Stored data

--*--

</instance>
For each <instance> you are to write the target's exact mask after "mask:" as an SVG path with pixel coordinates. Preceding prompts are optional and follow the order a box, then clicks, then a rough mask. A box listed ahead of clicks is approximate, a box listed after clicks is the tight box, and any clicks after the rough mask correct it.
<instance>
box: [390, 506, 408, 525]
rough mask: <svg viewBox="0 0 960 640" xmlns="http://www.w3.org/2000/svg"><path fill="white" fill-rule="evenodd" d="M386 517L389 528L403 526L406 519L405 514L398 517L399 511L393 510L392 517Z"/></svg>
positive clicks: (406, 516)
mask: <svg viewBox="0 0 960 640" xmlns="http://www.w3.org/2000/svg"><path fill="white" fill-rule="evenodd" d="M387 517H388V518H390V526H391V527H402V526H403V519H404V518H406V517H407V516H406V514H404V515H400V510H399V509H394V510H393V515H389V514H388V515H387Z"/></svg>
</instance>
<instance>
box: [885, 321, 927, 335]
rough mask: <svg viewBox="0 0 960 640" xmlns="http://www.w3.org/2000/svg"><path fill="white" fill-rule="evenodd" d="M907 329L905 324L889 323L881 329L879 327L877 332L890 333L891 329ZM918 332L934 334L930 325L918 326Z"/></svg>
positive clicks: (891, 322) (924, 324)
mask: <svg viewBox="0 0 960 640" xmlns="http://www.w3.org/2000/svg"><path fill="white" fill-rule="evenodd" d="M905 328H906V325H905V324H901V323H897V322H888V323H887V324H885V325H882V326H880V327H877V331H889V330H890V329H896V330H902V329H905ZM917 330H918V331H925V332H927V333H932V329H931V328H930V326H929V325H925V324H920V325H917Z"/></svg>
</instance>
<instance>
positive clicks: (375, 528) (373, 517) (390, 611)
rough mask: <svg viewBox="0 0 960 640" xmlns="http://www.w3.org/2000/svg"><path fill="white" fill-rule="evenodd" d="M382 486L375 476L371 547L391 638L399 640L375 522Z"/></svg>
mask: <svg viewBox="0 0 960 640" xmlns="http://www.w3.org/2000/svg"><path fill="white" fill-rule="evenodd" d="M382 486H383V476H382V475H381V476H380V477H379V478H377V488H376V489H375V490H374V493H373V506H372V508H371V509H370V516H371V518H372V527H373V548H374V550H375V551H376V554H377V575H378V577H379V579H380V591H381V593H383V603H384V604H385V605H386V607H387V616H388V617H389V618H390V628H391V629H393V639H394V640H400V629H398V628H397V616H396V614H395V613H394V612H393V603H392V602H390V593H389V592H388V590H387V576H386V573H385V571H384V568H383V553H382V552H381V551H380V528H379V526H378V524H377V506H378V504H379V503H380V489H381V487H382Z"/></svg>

--*--

The problem
Each record is to be transcribed exactly and in full.

Solution to the exercise
</instance>
For each <instance> you are to write the target's exact mask after "mask:" as an SVG path with pixel coordinates. Preceding prompts are optional and follow the order a box, then clicks, then a rough mask. A box listed ahead of clicks is approximate, a box listed after clicks is the tight box, and any clicks after the rough mask correct it.
<instance>
box: [390, 506, 408, 525]
rough mask: <svg viewBox="0 0 960 640" xmlns="http://www.w3.org/2000/svg"><path fill="white" fill-rule="evenodd" d="M386 517L389 528L403 526L406 519L405 514L398 517L399 511L393 510L392 517Z"/></svg>
positive clicks: (406, 516)
mask: <svg viewBox="0 0 960 640" xmlns="http://www.w3.org/2000/svg"><path fill="white" fill-rule="evenodd" d="M387 517H388V518H390V526H391V527H402V526H403V519H404V518H406V517H407V516H406V514H404V515H400V510H399V509H394V510H393V515H389V514H388V515H387Z"/></svg>
</instance>
<instance>
box: [885, 321, 927, 335]
rough mask: <svg viewBox="0 0 960 640" xmlns="http://www.w3.org/2000/svg"><path fill="white" fill-rule="evenodd" d="M907 329L905 324L889 323L881 329L879 327L877 332L890 333L891 329ZM918 332L934 334L930 325L918 326Z"/></svg>
positive clicks: (891, 322) (924, 324)
mask: <svg viewBox="0 0 960 640" xmlns="http://www.w3.org/2000/svg"><path fill="white" fill-rule="evenodd" d="M905 328H906V325H905V324H901V323H897V322H888V323H887V324H885V325H882V326H880V327H877V331H889V330H890V329H896V330H902V329H905ZM917 330H918V331H925V332H927V333H932V329H931V328H930V326H929V325H925V324H920V325H917Z"/></svg>
</instance>
<instance>
positive clicks: (375, 528) (373, 517) (390, 611)
rough mask: <svg viewBox="0 0 960 640" xmlns="http://www.w3.org/2000/svg"><path fill="white" fill-rule="evenodd" d="M382 486L375 476L371 547L391 638L399 640L375 522Z"/></svg>
mask: <svg viewBox="0 0 960 640" xmlns="http://www.w3.org/2000/svg"><path fill="white" fill-rule="evenodd" d="M382 486H383V476H382V475H381V476H380V477H379V478H377V488H376V489H375V490H374V493H373V506H372V508H371V509H370V516H371V518H372V527H373V548H374V550H375V551H376V554H377V575H378V577H379V579H380V591H381V593H383V603H384V604H385V605H386V607H387V616H388V617H389V618H390V628H391V629H393V639H394V640H400V629H398V628H397V616H396V614H395V613H394V612H393V603H392V602H390V593H389V592H388V590H387V576H386V573H385V571H384V568H383V553H382V552H381V551H380V528H379V526H378V524H377V506H378V504H379V503H380V489H381V487H382Z"/></svg>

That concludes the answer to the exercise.